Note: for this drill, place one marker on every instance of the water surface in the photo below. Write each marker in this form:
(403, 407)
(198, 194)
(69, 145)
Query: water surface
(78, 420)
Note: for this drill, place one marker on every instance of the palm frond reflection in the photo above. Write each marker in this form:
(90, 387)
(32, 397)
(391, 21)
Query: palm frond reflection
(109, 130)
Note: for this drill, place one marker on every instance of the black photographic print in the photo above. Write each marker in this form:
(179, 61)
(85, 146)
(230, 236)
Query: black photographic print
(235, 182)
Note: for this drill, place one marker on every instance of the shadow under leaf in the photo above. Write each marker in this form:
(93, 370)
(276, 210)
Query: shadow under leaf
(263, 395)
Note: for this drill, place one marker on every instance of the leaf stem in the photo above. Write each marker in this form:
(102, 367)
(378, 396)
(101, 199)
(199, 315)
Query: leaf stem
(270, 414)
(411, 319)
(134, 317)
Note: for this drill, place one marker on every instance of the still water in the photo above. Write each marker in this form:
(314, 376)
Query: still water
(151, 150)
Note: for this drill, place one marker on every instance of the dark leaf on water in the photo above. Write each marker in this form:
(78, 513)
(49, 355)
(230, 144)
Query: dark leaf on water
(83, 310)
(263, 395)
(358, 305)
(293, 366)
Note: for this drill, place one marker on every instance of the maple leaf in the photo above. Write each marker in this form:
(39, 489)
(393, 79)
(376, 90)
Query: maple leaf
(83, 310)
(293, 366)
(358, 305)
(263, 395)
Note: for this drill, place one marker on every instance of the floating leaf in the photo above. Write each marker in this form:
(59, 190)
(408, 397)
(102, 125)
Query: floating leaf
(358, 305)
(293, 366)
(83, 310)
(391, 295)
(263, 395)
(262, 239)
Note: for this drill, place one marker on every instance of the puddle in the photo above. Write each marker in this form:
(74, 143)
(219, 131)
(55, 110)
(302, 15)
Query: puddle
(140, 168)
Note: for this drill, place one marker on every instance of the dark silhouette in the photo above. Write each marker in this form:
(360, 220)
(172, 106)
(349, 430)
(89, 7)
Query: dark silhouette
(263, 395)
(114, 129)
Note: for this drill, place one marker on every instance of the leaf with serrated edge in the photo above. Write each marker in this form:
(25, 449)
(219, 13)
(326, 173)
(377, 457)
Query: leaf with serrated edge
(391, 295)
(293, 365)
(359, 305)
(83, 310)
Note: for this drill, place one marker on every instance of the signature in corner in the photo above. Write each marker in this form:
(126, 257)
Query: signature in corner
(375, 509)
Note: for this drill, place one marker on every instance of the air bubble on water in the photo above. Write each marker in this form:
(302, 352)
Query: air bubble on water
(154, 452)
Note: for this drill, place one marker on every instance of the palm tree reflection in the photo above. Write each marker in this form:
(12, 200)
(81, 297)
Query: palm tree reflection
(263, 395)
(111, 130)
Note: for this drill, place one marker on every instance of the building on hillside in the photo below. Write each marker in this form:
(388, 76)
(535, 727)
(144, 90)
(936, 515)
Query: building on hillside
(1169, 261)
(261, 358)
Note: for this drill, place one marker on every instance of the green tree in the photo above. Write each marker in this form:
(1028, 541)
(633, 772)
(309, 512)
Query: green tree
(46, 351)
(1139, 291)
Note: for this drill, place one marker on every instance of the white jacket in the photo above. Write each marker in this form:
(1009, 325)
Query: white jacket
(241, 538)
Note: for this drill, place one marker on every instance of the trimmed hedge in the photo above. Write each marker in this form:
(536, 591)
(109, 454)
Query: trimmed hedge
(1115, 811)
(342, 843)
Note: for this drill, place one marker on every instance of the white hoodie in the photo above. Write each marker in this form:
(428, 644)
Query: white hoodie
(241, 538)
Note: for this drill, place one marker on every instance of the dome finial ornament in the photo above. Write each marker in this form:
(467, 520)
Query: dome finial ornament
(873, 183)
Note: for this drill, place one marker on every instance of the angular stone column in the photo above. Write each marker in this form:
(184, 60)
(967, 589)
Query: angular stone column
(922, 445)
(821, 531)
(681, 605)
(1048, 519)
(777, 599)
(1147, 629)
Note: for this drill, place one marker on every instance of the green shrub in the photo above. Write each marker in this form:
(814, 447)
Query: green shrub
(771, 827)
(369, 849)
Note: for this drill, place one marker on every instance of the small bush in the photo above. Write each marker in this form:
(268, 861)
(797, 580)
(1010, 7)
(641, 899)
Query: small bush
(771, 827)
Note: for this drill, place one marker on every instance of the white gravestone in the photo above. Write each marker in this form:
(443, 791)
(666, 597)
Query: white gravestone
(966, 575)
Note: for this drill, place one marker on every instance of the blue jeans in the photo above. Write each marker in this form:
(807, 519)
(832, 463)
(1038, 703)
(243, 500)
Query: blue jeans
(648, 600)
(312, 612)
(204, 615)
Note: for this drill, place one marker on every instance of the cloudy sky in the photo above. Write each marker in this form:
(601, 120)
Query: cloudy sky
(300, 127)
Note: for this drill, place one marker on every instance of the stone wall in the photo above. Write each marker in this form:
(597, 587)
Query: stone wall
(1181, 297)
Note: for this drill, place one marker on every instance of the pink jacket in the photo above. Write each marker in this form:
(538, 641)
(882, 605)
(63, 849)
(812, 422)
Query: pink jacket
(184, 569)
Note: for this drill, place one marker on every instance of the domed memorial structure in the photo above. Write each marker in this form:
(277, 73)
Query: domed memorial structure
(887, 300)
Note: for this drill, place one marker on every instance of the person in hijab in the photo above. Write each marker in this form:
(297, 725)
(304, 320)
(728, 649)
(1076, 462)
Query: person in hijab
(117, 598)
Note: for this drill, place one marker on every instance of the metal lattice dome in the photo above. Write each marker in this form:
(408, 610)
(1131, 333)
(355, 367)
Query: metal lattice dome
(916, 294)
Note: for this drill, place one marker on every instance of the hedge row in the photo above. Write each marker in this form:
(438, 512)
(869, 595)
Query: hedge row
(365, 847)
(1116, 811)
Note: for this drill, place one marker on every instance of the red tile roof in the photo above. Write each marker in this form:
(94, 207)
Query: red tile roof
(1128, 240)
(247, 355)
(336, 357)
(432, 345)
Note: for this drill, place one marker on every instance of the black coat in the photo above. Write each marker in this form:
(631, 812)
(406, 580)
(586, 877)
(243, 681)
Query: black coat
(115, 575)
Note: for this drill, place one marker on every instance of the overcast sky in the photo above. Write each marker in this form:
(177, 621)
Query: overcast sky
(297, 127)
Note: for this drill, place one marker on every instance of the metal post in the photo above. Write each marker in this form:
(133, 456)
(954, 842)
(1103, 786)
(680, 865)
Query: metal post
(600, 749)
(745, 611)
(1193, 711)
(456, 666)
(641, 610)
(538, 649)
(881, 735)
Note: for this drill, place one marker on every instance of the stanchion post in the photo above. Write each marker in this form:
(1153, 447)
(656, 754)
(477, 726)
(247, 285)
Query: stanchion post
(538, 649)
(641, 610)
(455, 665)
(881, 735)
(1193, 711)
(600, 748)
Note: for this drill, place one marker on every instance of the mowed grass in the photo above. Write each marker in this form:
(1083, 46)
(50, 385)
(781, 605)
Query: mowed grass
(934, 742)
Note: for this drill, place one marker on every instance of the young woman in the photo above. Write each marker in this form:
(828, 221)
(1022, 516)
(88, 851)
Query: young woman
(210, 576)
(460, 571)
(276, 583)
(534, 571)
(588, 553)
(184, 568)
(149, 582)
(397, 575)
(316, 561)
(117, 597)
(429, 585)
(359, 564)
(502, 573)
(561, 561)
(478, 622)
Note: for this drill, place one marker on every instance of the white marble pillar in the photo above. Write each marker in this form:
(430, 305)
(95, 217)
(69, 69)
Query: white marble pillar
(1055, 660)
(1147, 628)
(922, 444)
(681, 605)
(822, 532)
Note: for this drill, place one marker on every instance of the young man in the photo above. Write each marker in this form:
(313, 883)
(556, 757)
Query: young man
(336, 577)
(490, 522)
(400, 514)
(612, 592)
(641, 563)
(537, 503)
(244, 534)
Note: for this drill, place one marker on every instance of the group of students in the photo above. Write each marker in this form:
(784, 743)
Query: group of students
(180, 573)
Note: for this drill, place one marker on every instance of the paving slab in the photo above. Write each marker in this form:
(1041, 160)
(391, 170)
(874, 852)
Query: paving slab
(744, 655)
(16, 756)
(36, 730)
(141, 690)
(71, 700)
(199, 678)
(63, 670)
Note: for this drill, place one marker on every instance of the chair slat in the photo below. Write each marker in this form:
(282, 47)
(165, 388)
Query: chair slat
========
» **TASK INSTRUCTIONS**: Extract exactly the lines between the line containing "the young man" and the end of the data, including both.

» **EXERCISE OUTPUT**:
Note: for this drill, place one marker on every instance of the young man in the photo above. Write each marker in this form:
(313, 883)
(556, 757)
Query: young man
(336, 577)
(490, 522)
(400, 514)
(612, 592)
(641, 563)
(537, 503)
(244, 534)
Note: for this drill, place one marker on every instance of the group of students in the photo above. Write each marker in this form:
(784, 743)
Query: group of students
(180, 573)
Note: for this drill, place one marker on every instance of the paving slab in the photo above. Write each marker in this form:
(1041, 160)
(391, 170)
(874, 852)
Query: paving slab
(744, 655)
(16, 756)
(36, 730)
(141, 690)
(71, 700)
(199, 678)
(63, 670)
Note: for this drill, place one marker on every instance of the chair slat in the photo below. Write each marker in this form:
(282, 47)
(165, 388)
Query: chair slat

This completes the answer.